TASK MATERIAL →
+++

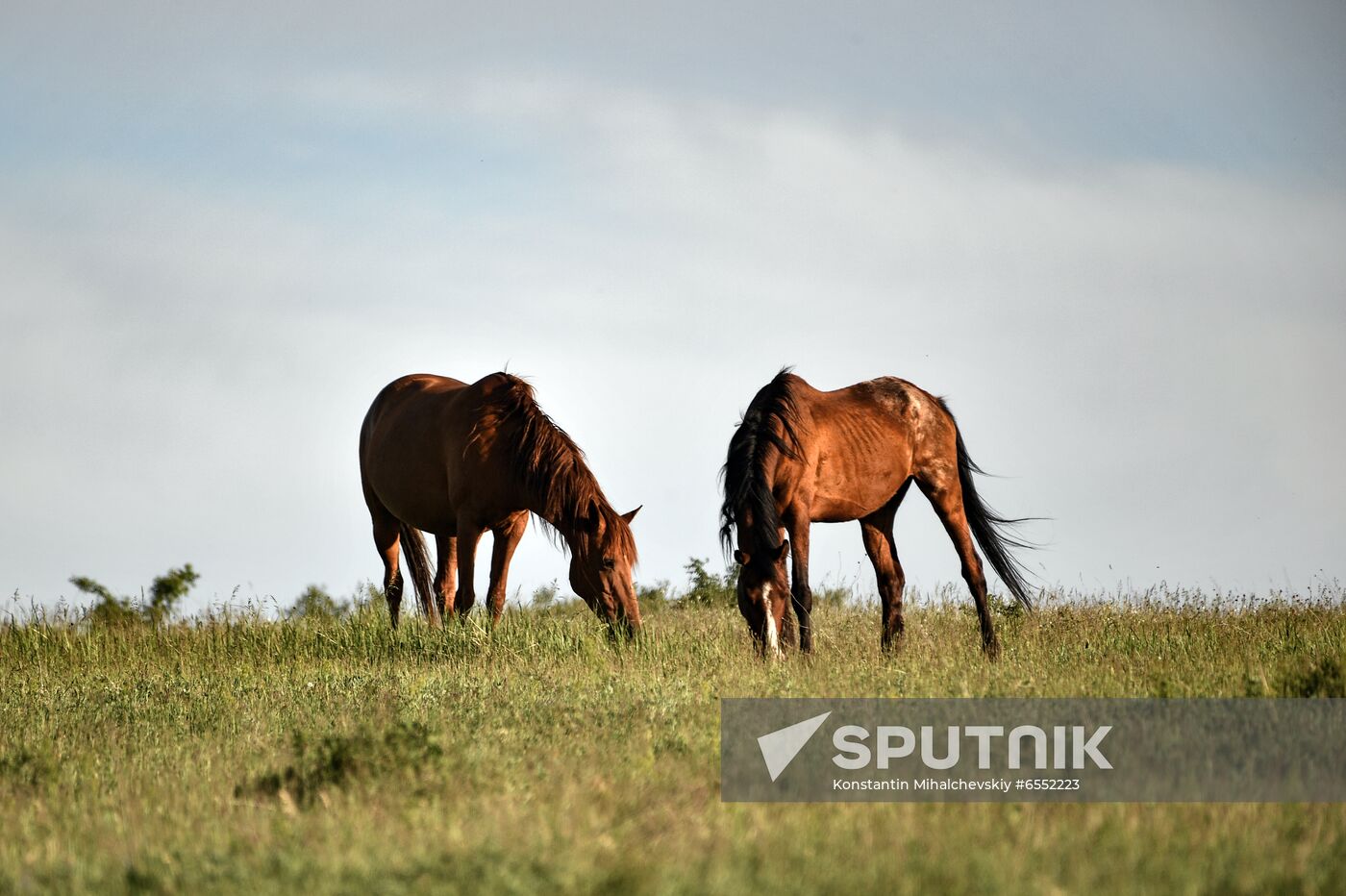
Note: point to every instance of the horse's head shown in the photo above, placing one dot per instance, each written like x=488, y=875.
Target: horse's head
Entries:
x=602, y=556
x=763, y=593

+++

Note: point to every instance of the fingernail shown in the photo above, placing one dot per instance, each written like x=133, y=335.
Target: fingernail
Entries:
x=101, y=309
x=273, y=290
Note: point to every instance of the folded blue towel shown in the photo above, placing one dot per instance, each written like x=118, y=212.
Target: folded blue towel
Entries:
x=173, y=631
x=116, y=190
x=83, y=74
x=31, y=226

+++

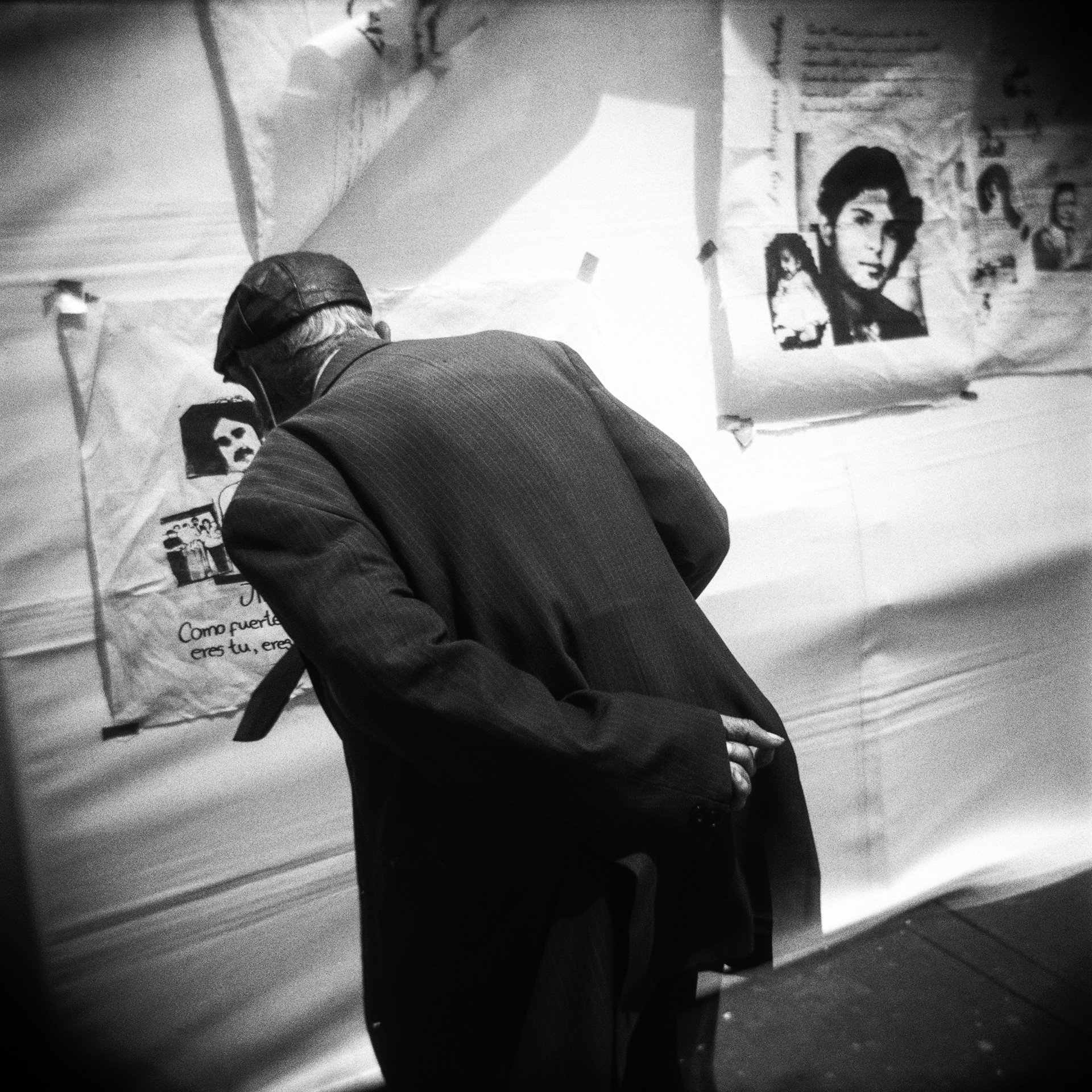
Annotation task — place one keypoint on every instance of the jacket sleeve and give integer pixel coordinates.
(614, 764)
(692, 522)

+++

CHALLENGE → Please write out again the material starting with the line that contains "Note: point to every instance of the folded" and going on through the line that contains "x=31, y=226", both of those lines included.

THE RESPONSE →
Note: point to every instance of the folded blue towel shown in the photo above, placing one dot per instance, each written like x=118, y=212.
Target: folded blue towel
Entries:
x=173, y=631
x=116, y=190
x=83, y=74
x=31, y=226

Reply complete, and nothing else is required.